### THE TASK
Gather each line in the records below that contains the word "brown" and copy those lines out in full.

### DATA ENTRIES
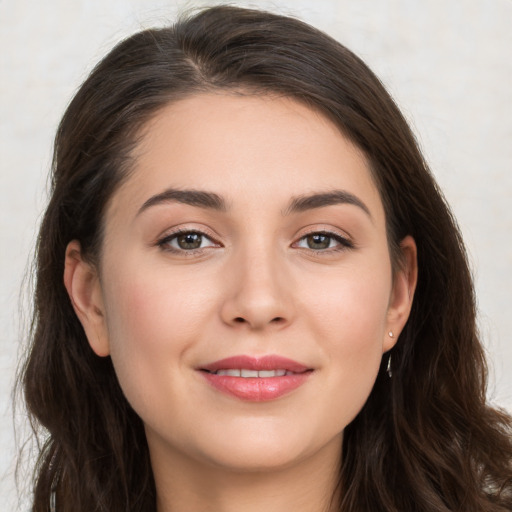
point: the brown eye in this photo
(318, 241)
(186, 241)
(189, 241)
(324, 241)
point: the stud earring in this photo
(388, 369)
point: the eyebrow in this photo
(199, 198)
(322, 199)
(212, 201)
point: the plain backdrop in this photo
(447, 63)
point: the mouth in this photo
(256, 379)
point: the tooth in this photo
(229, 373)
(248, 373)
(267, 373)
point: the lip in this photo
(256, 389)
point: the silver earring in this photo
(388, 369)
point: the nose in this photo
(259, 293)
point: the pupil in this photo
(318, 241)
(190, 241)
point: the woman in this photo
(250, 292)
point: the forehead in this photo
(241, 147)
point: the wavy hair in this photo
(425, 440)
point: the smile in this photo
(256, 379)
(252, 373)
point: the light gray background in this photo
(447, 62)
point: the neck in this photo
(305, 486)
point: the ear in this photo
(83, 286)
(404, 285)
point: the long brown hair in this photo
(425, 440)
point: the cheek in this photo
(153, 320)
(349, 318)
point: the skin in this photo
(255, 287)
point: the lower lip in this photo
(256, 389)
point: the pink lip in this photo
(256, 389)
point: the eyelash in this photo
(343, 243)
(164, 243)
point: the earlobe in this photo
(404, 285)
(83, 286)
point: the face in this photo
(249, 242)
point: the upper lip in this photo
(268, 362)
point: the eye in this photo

--

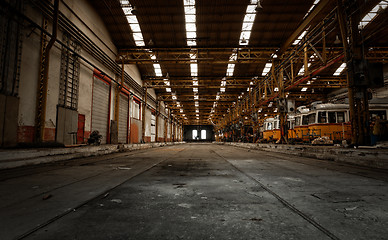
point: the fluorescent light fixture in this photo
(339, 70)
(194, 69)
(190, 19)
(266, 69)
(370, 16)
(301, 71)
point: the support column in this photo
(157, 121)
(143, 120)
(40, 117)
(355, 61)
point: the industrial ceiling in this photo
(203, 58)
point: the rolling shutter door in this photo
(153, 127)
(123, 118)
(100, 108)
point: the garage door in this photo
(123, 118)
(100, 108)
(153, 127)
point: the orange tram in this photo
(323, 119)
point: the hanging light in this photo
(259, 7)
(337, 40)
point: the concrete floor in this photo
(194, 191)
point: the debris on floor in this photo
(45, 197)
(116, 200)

--

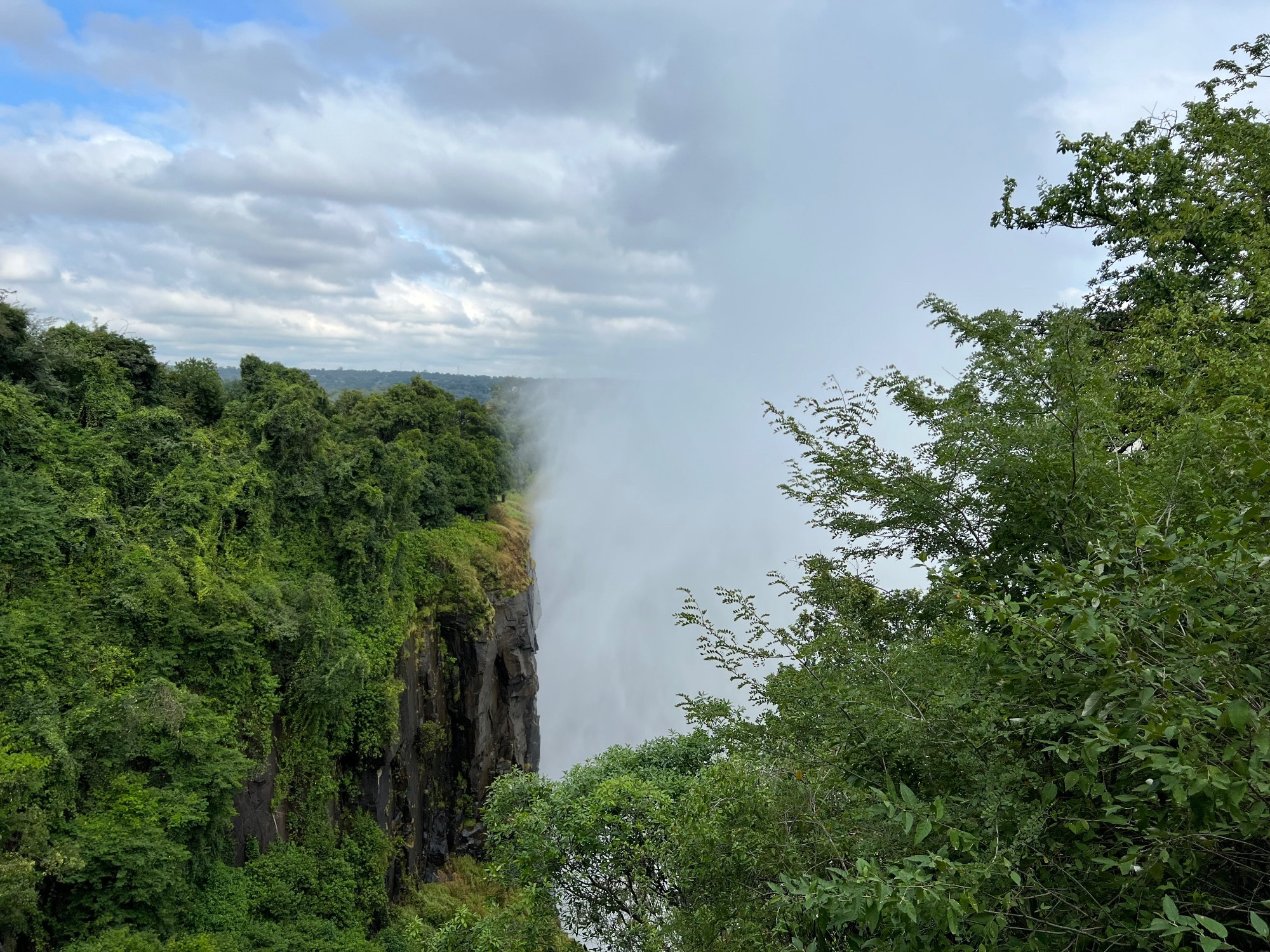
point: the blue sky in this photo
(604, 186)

### PROBLEM SOLUTION
point: the brown eye in this photo
point: the long brown hair in this photo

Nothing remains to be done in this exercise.